# [Work instruction]
Only the lines of the listing below that run from the line with "The component shall return one point per instance of the dry" through the line with "The component shall return one point per instance of the dark" are to be set down, word for word. Pictures stay out.

# [Data to examine]

────────

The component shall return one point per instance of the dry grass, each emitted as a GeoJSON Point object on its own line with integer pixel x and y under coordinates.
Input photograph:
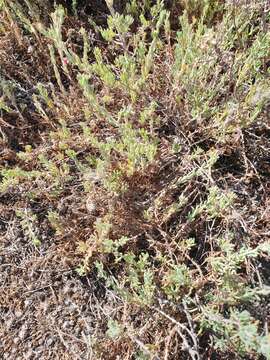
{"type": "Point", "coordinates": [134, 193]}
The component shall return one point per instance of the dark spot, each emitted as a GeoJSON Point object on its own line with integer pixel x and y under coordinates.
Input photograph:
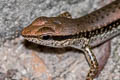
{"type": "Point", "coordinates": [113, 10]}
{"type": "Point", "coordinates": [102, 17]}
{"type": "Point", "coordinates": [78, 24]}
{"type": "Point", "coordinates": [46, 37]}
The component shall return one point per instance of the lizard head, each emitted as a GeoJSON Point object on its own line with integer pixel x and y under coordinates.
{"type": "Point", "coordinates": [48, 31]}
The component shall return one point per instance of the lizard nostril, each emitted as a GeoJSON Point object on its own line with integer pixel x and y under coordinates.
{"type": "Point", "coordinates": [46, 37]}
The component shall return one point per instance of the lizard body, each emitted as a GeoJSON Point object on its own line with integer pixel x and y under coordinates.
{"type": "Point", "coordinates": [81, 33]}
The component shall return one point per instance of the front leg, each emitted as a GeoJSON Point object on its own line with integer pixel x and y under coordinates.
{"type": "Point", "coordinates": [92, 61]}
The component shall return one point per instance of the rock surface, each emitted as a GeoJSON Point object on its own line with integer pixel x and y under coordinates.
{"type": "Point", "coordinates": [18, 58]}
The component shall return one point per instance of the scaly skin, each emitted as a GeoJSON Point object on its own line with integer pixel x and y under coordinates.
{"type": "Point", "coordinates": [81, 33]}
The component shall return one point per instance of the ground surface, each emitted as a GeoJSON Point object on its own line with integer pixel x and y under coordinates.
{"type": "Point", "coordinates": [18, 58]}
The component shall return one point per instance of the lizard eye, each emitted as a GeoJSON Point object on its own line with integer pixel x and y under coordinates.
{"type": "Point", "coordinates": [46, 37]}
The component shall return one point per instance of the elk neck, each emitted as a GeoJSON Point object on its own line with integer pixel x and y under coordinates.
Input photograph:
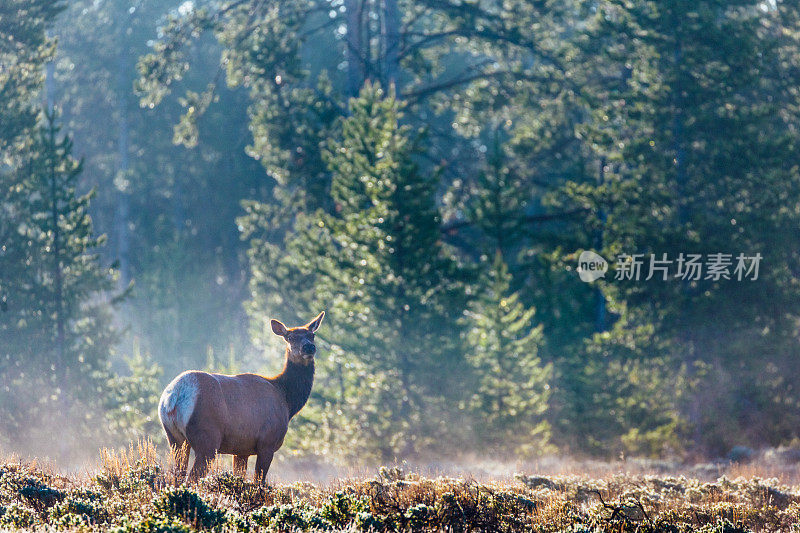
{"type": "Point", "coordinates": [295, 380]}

────────

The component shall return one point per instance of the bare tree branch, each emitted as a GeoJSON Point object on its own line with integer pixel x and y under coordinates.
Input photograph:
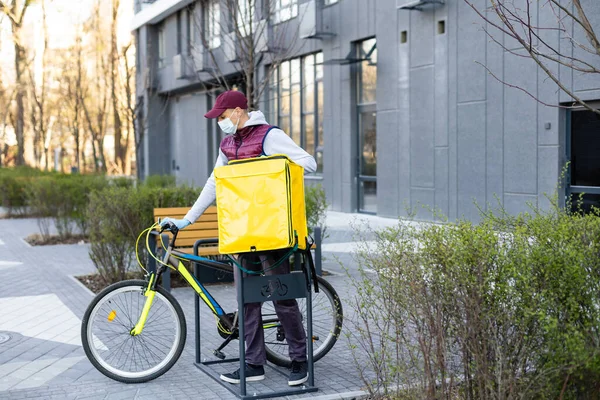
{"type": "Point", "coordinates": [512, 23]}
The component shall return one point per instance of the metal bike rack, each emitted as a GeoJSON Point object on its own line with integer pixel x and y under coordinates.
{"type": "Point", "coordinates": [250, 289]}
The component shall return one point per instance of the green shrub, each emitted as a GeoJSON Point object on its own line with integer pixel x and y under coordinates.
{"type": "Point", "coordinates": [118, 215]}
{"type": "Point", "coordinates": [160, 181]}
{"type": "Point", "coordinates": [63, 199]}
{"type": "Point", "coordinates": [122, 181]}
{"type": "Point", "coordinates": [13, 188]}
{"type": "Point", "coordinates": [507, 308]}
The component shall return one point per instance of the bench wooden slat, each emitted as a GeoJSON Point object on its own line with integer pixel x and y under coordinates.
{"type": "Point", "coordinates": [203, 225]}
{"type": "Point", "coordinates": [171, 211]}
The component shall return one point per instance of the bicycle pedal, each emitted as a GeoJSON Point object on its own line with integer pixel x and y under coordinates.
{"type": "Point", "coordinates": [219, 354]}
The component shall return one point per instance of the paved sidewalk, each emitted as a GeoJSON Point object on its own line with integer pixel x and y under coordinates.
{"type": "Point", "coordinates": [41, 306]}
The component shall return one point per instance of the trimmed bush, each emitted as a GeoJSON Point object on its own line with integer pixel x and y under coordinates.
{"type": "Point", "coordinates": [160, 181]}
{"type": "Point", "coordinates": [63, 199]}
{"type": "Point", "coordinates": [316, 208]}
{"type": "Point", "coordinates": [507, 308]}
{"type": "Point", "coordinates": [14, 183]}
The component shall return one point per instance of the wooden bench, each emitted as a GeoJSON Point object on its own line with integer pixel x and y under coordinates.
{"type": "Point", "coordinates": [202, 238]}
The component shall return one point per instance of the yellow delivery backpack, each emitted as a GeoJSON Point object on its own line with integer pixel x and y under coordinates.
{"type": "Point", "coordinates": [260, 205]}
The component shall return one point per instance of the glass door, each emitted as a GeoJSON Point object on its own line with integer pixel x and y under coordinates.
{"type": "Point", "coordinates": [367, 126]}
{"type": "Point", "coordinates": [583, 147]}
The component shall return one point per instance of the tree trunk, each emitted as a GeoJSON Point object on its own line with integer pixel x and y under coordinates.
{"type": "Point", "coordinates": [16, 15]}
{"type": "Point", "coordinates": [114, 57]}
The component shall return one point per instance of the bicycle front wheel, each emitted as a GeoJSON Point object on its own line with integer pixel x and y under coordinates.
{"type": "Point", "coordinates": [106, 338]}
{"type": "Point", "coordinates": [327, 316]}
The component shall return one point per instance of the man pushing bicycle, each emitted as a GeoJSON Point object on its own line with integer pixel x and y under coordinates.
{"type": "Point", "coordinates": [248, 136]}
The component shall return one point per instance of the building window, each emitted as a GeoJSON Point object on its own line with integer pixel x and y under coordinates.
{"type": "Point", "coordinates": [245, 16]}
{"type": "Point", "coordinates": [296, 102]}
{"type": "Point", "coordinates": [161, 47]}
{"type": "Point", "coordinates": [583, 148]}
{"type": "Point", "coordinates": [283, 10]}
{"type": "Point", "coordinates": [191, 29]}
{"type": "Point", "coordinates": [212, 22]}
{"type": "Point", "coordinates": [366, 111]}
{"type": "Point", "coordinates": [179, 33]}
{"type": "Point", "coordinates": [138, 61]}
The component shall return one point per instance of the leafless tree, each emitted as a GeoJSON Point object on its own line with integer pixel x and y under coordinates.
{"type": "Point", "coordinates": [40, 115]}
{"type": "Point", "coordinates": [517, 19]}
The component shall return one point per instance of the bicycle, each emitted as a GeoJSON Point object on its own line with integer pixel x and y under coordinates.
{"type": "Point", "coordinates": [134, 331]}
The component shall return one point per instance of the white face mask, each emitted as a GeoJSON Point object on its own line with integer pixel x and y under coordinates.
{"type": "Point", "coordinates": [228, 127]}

────────

# [Response to the exercise]
The component shall return one point per instance of the dry grass, each emitted as a GeoJSON Point object on its own line with integer pixel x and y under coordinates.
Input photograph:
{"type": "Point", "coordinates": [134, 193]}
The component shall return one point per instance of the dark spot, each emitted as a GeoJSON Point object on its own line with integer pixel x and y under coordinates.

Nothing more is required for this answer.